### AIM OF THE EXERCISE
Present every line of the records below as a numbered list, leaving out the blank lines.
● ● ● ● ●
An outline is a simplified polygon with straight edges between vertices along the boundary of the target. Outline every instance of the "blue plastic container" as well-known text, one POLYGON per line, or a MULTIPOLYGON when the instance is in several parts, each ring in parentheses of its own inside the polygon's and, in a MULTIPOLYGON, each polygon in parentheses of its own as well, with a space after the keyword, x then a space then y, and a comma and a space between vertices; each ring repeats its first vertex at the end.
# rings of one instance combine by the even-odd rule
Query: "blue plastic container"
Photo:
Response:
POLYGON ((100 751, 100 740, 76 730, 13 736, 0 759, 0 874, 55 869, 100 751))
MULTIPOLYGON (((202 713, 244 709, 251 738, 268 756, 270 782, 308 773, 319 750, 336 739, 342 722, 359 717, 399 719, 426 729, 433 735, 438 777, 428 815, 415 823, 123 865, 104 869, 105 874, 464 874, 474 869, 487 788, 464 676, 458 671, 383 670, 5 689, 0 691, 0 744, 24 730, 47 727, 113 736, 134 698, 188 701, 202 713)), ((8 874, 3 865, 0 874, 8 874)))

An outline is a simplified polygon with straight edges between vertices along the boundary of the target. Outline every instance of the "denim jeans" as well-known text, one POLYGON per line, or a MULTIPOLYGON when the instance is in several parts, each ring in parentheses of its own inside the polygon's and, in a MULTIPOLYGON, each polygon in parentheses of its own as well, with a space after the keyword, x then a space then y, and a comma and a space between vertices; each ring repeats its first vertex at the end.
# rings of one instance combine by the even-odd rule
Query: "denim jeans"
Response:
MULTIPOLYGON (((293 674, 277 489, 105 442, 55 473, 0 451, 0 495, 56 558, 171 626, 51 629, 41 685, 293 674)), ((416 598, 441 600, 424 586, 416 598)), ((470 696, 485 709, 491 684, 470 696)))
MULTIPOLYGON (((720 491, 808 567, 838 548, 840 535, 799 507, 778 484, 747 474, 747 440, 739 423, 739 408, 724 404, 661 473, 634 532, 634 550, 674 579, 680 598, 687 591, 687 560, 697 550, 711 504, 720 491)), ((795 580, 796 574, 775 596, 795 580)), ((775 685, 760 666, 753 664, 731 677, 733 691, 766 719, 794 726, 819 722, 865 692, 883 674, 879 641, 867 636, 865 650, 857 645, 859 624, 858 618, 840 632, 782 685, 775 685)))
● ● ● ● ●
### SOLUTION TO THIS TASK
1. An outline is a simplified polygon with straight edges between vertices along the boundary of the target. Outline every instance of the "blue plastic container" as well-known text, one POLYGON per line, or a MULTIPOLYGON when the instance is in several parts, each ring in parentheses of its own inside the polygon's and, in a MULTIPOLYGON, each polygon in parentheses of its own as well, with a space after the keyword, x then a space then y, and a comma and a space between vertices; each ring repeats its first vertex at the end.
2. # rings of one instance combine by the even-odd rule
3. Query: "blue plastic container"
4. Photo:
5. Response:
6. POLYGON ((100 751, 100 740, 76 730, 13 736, 0 759, 0 874, 55 869, 100 751))
7. MULTIPOLYGON (((202 713, 244 709, 251 738, 268 756, 270 782, 308 773, 319 750, 336 739, 342 722, 359 717, 399 719, 426 729, 433 735, 438 777, 428 815, 415 823, 123 865, 104 869, 105 874, 464 874, 474 869, 487 788, 464 676, 458 671, 383 670, 5 689, 0 691, 0 744, 24 730, 47 727, 113 736, 134 698, 188 701, 202 713)), ((8 874, 3 865, 0 874, 8 874)))
8. An outline is a simplified polygon with straight edges between vertices along the boundary of the target. Outline every instance of the "denim jeans" as well-known text, one POLYGON per line, or a MULTIPOLYGON when the instance is in several parts, each ring in parentheses of its own inside the polygon's and, in a MULTIPOLYGON, each polygon in parentheses of its own as well, with a space after the keyword, x then a space then y, and a comma and a space between vertices; each ring repeats its first vertex at the end.
9. # rings of one instance combine by the even-odd rule
10. Query: "denim jeans"
11. Response:
12. MULTIPOLYGON (((293 674, 277 489, 105 442, 55 473, 0 451, 0 495, 56 558, 171 626, 51 629, 41 685, 293 674)), ((416 598, 441 600, 424 586, 416 598)), ((470 696, 485 709, 491 684, 470 696)))
13. MULTIPOLYGON (((720 491, 808 567, 838 548, 840 535, 799 507, 778 484, 747 474, 747 440, 739 423, 739 408, 724 404, 661 473, 634 532, 634 550, 674 579, 680 598, 687 591, 687 560, 697 550, 711 504, 720 491)), ((795 580, 796 574, 775 596, 795 580)), ((775 685, 760 666, 753 664, 731 677, 733 691, 766 719, 794 726, 819 722, 865 692, 883 674, 879 641, 867 636, 865 650, 857 645, 859 624, 858 618, 840 632, 782 685, 775 685)))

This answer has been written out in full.